### DO THIS
Find every line in the records below that contains the word "wall", and copy each of those lines in full.

Point annotation data:
----------

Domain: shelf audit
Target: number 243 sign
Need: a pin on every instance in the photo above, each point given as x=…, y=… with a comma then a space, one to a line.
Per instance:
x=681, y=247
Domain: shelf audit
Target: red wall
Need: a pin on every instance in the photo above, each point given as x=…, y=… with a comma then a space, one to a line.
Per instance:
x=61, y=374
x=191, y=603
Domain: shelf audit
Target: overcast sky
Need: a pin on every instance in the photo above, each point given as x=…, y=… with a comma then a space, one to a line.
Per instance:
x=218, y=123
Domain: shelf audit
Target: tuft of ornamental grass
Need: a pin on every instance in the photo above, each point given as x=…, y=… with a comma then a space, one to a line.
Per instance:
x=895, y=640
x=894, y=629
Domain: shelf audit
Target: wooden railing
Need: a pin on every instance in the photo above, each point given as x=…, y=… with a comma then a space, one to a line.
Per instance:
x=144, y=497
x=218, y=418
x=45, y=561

----------

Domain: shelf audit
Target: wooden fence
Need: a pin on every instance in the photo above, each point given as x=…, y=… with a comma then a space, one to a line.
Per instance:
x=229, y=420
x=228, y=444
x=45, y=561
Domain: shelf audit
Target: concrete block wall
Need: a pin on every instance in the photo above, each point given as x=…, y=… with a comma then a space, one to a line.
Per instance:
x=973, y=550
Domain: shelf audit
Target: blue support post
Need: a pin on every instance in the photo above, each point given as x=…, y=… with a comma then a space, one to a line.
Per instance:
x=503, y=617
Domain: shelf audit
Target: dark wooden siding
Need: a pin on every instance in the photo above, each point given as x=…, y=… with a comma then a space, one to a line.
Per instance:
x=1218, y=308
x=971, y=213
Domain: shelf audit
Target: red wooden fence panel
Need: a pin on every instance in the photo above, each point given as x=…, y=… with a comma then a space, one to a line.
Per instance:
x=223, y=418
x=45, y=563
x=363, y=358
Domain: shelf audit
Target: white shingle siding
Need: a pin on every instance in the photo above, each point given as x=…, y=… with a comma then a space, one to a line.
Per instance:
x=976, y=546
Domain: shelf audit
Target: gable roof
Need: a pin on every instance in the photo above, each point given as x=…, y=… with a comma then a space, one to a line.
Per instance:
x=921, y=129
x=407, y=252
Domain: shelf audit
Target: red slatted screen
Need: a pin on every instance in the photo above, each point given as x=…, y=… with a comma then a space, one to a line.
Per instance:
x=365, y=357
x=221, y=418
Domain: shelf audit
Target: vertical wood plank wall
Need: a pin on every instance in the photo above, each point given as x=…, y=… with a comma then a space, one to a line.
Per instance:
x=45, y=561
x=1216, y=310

----------

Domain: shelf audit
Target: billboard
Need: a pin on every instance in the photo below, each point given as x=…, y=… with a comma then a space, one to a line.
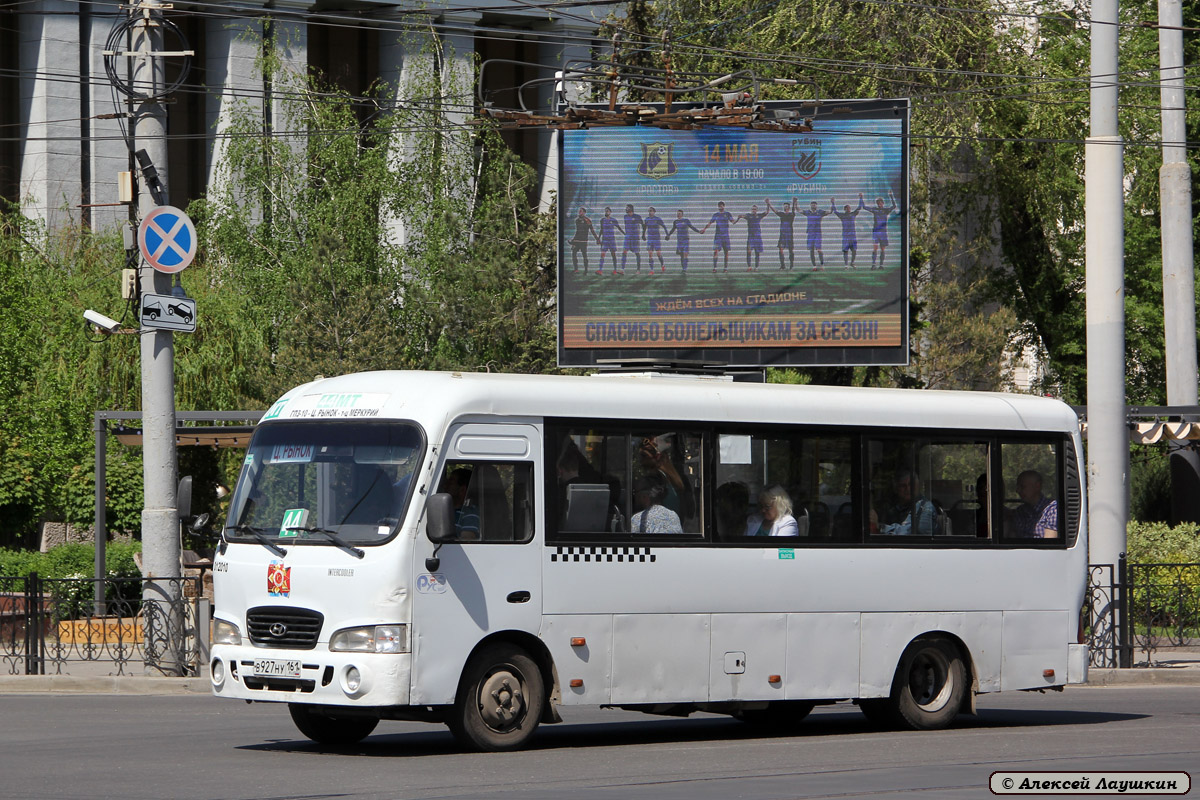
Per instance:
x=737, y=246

----------

### OUTPUT FOR THIS EXERCISE
Target: red wall
Target: concrete block wall
Target: vertical wood plank wall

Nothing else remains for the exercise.